---------- Selection

It had taken them 88-hours to complete the seat and the image we received was anything BUT an accurate reproduction of the original seat!

There were rows of reed on this new seat that are not on the original, and it had been stained a very dark brown with a streak of color midway across the seat back. 

 

It was difficult to understand how this person could provide this particular seat as an ACCURATE reproduction when photographs had even been provided of the original.

Not one to be slowed down for long, John resorted to the thought that has driven him his entire life:

"If somebody built it once ... I can build it again"

John began researching again and located an outlet where he could purchase all the cane and reed he would need for the seat. He built a new seat frame and began teaching himself how to weave reed to create a wicker seat.

2. Steaming wicker reed.jpg
3. Seat frame wrapped.jpg
4. Seat frame guides for weaving.jpg

The first step was to soften the reed in hot water in order to make it pliable so that it wouldn't break when it was being wrapped or woven ...

After steaming the reed to soften it, John then wrapped the entire frame with the pliable reed.

The next step was for John to install the 'ribs' through which he would weave the reed as he built the seat. In order to keep those 'ribs' in place as he was weaving the reed, John installed removable guides held in place with zip-ties.

5. Spirit Seat on 31 July 2012.jpg
6. 8-3-12 John works on seat.jpg

Then John began weaving the reed through the ribs. Once he got started, he made rapid progress toward completing his wicker seat.

With only 22-hours invested John had finished weaving and oiling the wicker seat. The next step was to install it in the Spirit of St. Louis by JNE. Once installed he decided he should try it out ... to make sure the seat was positioned correctly so that all the controls and pedals were adequately accessible by the placement of the seat.

7. 8-8-12 Seat completed after 22 hours.jpg
8. 8-12-12 John tests the seat.jpg

The only thing left at this stage was to find the right color and texture of fabric to make the armrests with ... AND to find the right materials with which to make the seat cushion.

--------------------
---------- Data provided

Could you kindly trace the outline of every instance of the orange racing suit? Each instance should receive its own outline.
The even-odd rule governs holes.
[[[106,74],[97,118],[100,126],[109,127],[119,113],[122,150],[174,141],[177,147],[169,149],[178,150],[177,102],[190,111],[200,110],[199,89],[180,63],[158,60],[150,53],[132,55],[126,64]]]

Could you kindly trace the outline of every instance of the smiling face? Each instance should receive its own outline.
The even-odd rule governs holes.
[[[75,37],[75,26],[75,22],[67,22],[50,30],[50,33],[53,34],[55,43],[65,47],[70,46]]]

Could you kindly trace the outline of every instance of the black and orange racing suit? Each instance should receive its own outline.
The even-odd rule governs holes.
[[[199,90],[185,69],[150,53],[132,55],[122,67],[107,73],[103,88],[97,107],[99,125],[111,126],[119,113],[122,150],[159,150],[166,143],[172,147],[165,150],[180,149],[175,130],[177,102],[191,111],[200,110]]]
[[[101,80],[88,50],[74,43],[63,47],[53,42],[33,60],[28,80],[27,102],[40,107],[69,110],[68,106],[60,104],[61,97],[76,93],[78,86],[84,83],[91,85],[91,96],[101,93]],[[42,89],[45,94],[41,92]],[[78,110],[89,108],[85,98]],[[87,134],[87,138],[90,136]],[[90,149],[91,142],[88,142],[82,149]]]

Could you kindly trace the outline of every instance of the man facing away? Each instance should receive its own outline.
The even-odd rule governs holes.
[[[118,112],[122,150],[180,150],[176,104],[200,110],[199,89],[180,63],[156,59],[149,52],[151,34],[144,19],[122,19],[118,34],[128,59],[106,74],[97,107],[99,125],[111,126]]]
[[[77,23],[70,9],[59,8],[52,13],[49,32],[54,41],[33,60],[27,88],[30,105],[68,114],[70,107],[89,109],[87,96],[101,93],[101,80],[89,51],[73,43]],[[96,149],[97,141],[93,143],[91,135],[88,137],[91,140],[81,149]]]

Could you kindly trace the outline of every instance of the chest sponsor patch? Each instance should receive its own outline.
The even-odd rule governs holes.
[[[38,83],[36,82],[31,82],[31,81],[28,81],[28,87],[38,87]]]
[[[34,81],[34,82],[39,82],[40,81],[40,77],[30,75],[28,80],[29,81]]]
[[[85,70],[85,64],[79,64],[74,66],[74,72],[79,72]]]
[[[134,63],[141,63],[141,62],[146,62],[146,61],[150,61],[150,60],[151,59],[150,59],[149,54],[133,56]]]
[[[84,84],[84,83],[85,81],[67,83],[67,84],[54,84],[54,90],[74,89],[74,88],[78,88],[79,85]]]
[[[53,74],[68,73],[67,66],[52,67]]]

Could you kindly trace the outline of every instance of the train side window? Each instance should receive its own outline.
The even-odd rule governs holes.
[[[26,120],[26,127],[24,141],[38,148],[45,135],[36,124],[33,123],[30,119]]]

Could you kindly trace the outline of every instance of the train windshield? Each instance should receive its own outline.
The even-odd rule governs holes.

--------------------

Task statement: According to the account of the wicker seat above, how many hours did it take John to finish weaving and oiling the seat?

Reply: 22 hours.